[Document excerpt]
# # # # # # #

As described in the dependent claim 4, as an alternative or as described in the dependent claim 8, preferably, in addition to re-encoding the B-frame as a single-sided B-frame depending only on the preceding reference frame, the newly created P-frame is (also) used as a reference frame. The motion vectors with reference to the P-frame can be based on the motion vectors that were used with reference to the subsequent reference frame. These motion vectors can enable an effective coding of the B-frame. Particularly, if also a high proportion of the motion vectors with reference to the preceding reference frame can be used, the code size of the B-frame may get very close to that can be achieved by a full re-encoding.
As described in the dependent claim 5, the direction of the motion vector is kept the same, but the length is reduced to compensate for the new reference frame being temporally (in time) closer.
As described in the dependent claim 6, the length is adapted according to the proportion that the new reference frame is temporally closer. This is a good approximation for images where the objects move substantially with a constant speed and direction over the duration of the frame sequence.

# # # # # # #

[Source data]
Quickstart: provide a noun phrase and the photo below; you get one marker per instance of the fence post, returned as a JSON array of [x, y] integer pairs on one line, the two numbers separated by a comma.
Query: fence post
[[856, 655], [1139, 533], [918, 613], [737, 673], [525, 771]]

# # # # # # #

[Actions to take]
(1) Reproduce the B-frame re-encoding passage word for word, everything from "As described in the dependent claim 5, the" down to "(in time) closer.".
(2) Carry on the passage about re-encoding B-frames, picking up after its last sentence.

[Answer set]
(1)
As described in the dependent claim 5, the direction of the motion vector is kept the same, but the length is reduced to compensate for the new reference frame being temporally (in time) closer.

(2)
As described in the dependent claim 7, a search is performed along the length of the original motion vector. This enables finding a good match were the speed of the object changes, but the direction remains substantially the same during the duration of the involved frame sequence.
As described in the dependent claim 9, among the frames of the second sequence that have been taken over, a new reference frame is located, being either a P-frame or an I-frame. In the case that the first reference frame that is located is a P-frame, this frame is re-encoded to an I-frame. This ensures that in the second part of the combined sequence a suitable reference frame is present, being either the original I-frame or the newly created I-frame.
As described in the dependent claim 9, other identified B-frames in the second sequence are now re-encoded as single sided B-frames with reference to the newly created I-frame or the original I-frame, which ever situation occurs. The existing motion vectors can be re-used in an unmodified form.
These and other aspects of the invention are apparent from and will be elucidated with reference to the embodiments described hereinafter.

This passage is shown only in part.